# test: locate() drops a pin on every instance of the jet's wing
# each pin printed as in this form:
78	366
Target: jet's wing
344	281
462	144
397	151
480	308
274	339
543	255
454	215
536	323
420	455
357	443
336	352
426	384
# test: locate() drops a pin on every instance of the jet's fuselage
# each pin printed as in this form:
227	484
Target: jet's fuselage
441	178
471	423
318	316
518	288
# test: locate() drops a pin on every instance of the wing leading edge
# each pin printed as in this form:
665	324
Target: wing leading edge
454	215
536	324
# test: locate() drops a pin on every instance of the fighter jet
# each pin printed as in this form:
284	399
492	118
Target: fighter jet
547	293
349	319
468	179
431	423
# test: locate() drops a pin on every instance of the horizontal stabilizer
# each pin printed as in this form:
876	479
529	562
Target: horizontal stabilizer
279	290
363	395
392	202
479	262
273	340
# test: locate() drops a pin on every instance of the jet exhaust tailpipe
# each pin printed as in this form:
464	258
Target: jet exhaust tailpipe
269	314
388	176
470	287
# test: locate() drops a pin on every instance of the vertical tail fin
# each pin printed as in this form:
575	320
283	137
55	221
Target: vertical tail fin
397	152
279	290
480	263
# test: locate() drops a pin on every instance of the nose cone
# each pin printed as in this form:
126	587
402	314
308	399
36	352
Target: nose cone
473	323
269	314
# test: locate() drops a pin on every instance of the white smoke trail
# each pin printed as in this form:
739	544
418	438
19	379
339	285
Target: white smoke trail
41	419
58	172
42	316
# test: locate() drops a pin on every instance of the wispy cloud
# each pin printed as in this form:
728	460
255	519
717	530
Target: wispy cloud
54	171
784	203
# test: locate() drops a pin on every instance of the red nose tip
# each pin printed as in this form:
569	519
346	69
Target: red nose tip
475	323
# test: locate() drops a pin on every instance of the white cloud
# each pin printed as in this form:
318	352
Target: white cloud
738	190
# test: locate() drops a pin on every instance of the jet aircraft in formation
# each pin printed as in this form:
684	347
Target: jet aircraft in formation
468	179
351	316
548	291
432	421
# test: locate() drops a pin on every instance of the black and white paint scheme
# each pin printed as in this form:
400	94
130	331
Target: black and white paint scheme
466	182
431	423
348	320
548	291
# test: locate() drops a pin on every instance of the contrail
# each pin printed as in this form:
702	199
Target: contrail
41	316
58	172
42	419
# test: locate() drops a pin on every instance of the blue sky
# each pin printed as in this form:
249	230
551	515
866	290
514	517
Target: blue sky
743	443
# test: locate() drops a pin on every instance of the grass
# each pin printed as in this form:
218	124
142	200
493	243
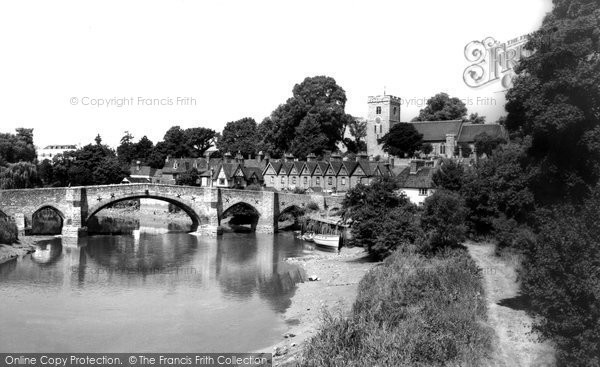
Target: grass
411	311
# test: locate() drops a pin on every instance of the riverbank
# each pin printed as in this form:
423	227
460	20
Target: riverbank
515	343
335	290
23	247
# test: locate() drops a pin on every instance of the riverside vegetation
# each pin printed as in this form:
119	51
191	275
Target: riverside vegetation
425	304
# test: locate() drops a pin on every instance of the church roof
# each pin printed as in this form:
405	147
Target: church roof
433	131
470	131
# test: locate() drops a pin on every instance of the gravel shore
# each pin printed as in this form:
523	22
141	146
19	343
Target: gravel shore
336	288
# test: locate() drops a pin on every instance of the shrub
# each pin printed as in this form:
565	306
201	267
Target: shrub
561	274
442	221
412	311
8	231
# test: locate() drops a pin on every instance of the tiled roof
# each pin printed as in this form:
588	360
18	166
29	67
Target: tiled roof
470	131
423	179
437	130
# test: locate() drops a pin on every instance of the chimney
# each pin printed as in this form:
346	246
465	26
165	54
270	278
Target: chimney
239	158
335	157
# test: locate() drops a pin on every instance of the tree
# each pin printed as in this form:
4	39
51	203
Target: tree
555	101
358	130
474	118
126	150
449	176
21	175
239	136
560	275
443	221
402	139
442	107
198	140
309	138
486	144
318	97
17	147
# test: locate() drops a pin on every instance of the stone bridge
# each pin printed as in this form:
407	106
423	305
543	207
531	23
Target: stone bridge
206	206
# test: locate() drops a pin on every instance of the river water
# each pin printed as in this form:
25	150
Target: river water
149	292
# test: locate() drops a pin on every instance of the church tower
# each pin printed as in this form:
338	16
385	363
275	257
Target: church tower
384	113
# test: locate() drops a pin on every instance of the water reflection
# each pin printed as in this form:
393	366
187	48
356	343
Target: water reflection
210	294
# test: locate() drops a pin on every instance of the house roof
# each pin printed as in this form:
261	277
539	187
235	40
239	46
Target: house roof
146	171
437	130
470	131
423	179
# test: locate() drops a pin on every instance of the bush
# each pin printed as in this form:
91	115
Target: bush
561	275
412	311
442	221
8	231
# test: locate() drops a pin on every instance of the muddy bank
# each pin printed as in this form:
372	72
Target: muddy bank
336	289
515	344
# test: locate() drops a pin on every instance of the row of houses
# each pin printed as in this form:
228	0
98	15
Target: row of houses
334	175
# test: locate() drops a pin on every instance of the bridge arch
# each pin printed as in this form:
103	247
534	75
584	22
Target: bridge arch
194	216
244	212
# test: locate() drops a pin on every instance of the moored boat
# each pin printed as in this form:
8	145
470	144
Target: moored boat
331	241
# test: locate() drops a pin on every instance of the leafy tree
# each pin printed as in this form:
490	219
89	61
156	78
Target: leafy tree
375	211
358	130
560	275
126	150
17	147
239	136
402	139
309	138
474	118
198	140
143	149
21	175
427	148
450	176
442	107
486	144
318	97
555	101
443	221
93	164
188	178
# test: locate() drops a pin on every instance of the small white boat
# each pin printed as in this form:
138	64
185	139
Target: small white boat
308	236
331	241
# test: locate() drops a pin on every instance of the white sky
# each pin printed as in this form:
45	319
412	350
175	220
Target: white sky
235	58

- PROBLEM REQUIREMENTS -
Please write out every entry exactly, but skip the pictures.

- SOLUTION TO THIS PROBLEM -
# test: locate() drops a pin on every instance of the jet's wing
# each pin printed as in this form:
78	366
Target: jet's wing
344	281
462	144
397	151
480	308
274	339
543	255
454	215
536	323
420	455
357	443
336	352
426	384
# test: locate() drops a pin on every instance of the jet's fuselage
# each pin printed as in this form:
227	484
Target: jet's fuselage
441	178
471	423
318	316
518	288
# test: locate() drops a pin on every instance of the wing leading edge
# each pin printed as in this form:
665	324
Target: wing leading edge
454	215
536	324
# test: locate() drops a pin on every instance of the fighter jet
# each pin printed as in this form:
284	399
492	118
Target: fighter jet
547	293
349	319
468	179
431	423
# test: locate() drops a pin on every instance of the horizontal stabilizer
# each pin printed as in this form:
876	479
529	562
Target: horizontal stabilizer
279	290
363	395
392	202
479	262
273	340
# test: locate() drops a pin on every instance of the jet exhaust tailpipe
# each pin printed as in this form:
464	258
Target: jet exhaust tailpipe
269	314
388	176
470	287
# test: locate() drops a pin on every instance of the vertical tail fin
# each pin printed as in this form:
575	320
283	137
55	221
Target: vertical tail fin
397	152
279	290
480	263
# test: locate() drops a pin on every instance of the nose cone
# each pin printed as in this form:
126	587
402	314
308	399
36	352
Target: nose cone
473	323
269	314
# test: locate() drops a pin on every instance of the white smoke trail
# each pin printed as in this form:
739	544
418	438
19	379
339	285
Target: white smoke trail
41	419
58	172
42	316
# test: locate() drops a pin on every instance of the wispy cloud
# each pin printed as in this form:
728	460
255	519
717	530
Target: wispy cloud
54	171
784	203
# test: locate() drops a pin on every instance of the red nose tip
# each pin printed as in this form:
569	519
346	69
Target: red nose tip
475	323
# test: locate() drops a pin on every instance of the white cloud
# each pin printed as in this form:
318	352
Target: white cloud
738	190
# test: locate() drops a pin on every instance of the jet aircraft in formation
# each pin printed as in this form:
684	347
Target: jet aircraft in formation
468	179
351	316
548	291
432	421
# test: locate() drops a pin on every instance of the black and white paint scheme
# each pin printed as in this form:
400	94
130	331
Target: black and white paint scheme
466	182
431	423
348	320
548	291
# test: locate() drops a pin on every instance of the contrail
# each pin printed as in this form:
702	199
Target: contrail
41	316
58	172
42	419
# test: locate() drops a pin on every instance of the blue sky
# each pin printed as in this form:
249	230
551	515
866	290
514	517
Target: blue sky
743	443
# test: locate() drops a pin on every instance of the grass
# each pin printed as in this form:
218	124
142	200
493	243
Target: grass
411	311
# test: locate() drops a pin on every instance of the riverbank
# each pin printed as in this form:
423	227
460	20
Target: riverbank
515	343
335	290
23	247
# test: locate() drops a pin on every instance of the riverside vegetation
# each pin printed as in this form:
119	51
191	275
Target: riverside vegetation
425	304
# test: locate() drops a pin on every instance of the church roof
# each pin printed as in this form:
405	147
Target: church roof
433	131
470	131
# test: locate() drops a pin on every instance of the gravel shore
# each pin printed as in this form:
523	22
141	146
19	343
Target: gravel shore
336	288
# test: locate() drops a pin on every instance of the shrub
# each pin printed as in this form:
565	306
201	267
Target: shrub
561	274
442	221
412	311
8	231
# test: locate() drops a pin on every instance of the tiled roof
# each pin printed as in this form:
588	360
18	166
29	67
Target: tiled roof
470	131
423	179
437	130
# test: locate() drops a pin on every instance of the chimney
# each pin printed as in this form:
346	246
465	26
165	54
270	278
Target: chimney
239	158
335	157
# test: locate() drops a pin on every instance of the tree
# each pin printed as in this form:
4	39
51	203
Target: tree
555	101
358	130
474	118
126	150
449	176
21	175
239	136
560	275
443	221
402	139
442	107
198	140
309	138
486	144
318	97
17	147
# test: locate() drops a pin on every instance of the stone bridge
# each pin printed as in this form:
407	106
423	305
543	207
531	23
Target: stone bridge
206	206
# test: locate() drops a pin on every instance of the river water
# each pin printed as in this form:
25	150
Target: river water
149	292
# test: locate() drops a pin on every instance of the church tower
# each pin printed as in this form:
338	16
385	363
275	257
Target: church tower
384	113
# test: locate() drops a pin on every instance of the water reflection
# each pin printed as in this form:
393	366
187	48
356	343
Target: water reflection
210	294
# test: locate() drops a pin on every instance of the house roof
# each pin printed as in this form:
261	277
539	187
235	40
239	46
Target: house roof
146	171
437	130
470	131
423	179
# test: locate() drops a pin on every instance of the bush
# each pin printed as in this form:
91	115
Target: bush
561	275
412	311
442	221
8	231
# test: locate() drops a pin on every instance of the muddy bank
# each pin printed as in this form:
372	72
Target: muddy bank
336	289
515	344
# test: locate() drops a pin on every instance of the row of houses
# each pin printed as in this form:
228	0
98	15
Target: row of houses
334	175
# test: locate() drops a pin on every instance of the bridge arch
# each pin printed as in this form:
103	247
534	75
584	22
Target: bridge arch
194	216
244	212
# test: locate() drops a pin on every instance of the moored boat
# each pin printed as in this form:
8	145
470	144
Target: moored boat
331	241
# test: locate() drops a pin on every instance of the leafy tree
# each pin printed as in this form:
490	219
89	61
156	78
Target: leafy tree
375	211
358	130
560	275
126	150
17	147
239	136
402	139
309	138
474	118
198	140
143	149
21	175
427	148
450	176
442	107
486	144
318	97
555	101
443	221
93	164
188	178
# test: locate() drops a pin on every instance of the small white boat
# each pin printed as in this form:
138	64
185	139
Target: small white boat
308	236
331	241
# test: locate() drops a pin on every instance of the white sky
# each pin printed as in this form:
45	319
412	350
175	220
Target: white sky
235	58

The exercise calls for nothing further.